### What you should do
For each line below, return an exact copy.

BEGIN

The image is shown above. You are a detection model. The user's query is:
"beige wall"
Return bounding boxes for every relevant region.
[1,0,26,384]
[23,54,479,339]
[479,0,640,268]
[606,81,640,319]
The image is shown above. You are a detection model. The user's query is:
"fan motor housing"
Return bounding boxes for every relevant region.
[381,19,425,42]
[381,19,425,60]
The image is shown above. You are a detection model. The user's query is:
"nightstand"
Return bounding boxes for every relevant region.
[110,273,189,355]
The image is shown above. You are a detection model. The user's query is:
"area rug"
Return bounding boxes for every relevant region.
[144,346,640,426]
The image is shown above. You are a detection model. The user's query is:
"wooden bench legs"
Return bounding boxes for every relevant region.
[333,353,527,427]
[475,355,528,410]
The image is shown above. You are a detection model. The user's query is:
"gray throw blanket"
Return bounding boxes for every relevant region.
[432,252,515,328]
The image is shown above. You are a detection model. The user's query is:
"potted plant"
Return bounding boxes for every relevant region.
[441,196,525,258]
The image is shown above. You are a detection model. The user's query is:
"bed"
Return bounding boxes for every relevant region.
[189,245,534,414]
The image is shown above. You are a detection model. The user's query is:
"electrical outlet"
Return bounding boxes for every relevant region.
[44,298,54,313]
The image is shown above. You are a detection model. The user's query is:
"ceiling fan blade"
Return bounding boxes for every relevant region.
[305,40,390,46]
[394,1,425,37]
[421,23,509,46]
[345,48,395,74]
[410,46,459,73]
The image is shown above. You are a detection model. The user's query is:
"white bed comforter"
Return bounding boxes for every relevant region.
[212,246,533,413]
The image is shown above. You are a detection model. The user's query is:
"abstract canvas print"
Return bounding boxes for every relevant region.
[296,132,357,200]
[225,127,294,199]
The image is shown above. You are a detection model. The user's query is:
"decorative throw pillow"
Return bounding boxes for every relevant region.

END

### Answer space
The image is shown above. You are a detection model. The user's query is:
"beige wall"
Return bounding boxes for every relevant region.
[1,0,26,384]
[23,54,479,339]
[479,0,640,268]
[606,81,640,319]
The image is shown above. You are a detection model. The user's query is:
"fan motor housing"
Return bounding boxes for every relevant region.
[381,19,425,42]
[381,19,425,60]
The image is shown above. You are a detection model. The user's query is:
"nightstand"
Return bounding boxes for every relevant region.
[110,273,189,355]
The image is shown above. You are a detection model. The user's query is:
"area rug"
Return bounding boxes for every relevant region.
[144,346,640,426]
The image is shown above. You are a detection model. The user's query is:
"wooden bench legs"
Return bounding boxes for every relevant region.
[333,353,527,427]
[475,355,528,410]
The image is shown above. You are a detection model. The user's query is:
"gray throw blanket"
Return bounding boxes for every relevant region.
[432,252,515,328]
The image is shown above. You are a detection model. The user's query is:
"potted plant"
Return bounding boxes for every relevant region.
[441,196,525,258]
The image is shown above. You are a detection model. The user's query is:
"bed"
Return bounding boxes for every relevant region.
[189,245,534,414]
The image is shown above. You are a detection model. The user's query is:
"electrical outlet"
Return bounding boxes for every relevant region.
[44,298,54,313]
The image is shown above. You are a detection model. The user's query is:
"ceiling fan blade"
Return bounding boxes for every relevant region.
[305,40,390,46]
[394,1,425,37]
[421,23,509,46]
[345,48,395,74]
[410,46,459,73]
The image is shown above. You are a detection model. The user's query is:
"white bed comforter"
Return bounding boxes for every relevant region.
[212,246,533,413]
The image is shown above. You are a detection model. The user's query is:
"abstract canvas print"
Return bounding boxes for every relevant region.
[296,132,357,200]
[225,127,294,199]
The image is shown above. You are a detection model. The user's query is:
"decorative throw pillow"
Return bounding boxes for every relevant region.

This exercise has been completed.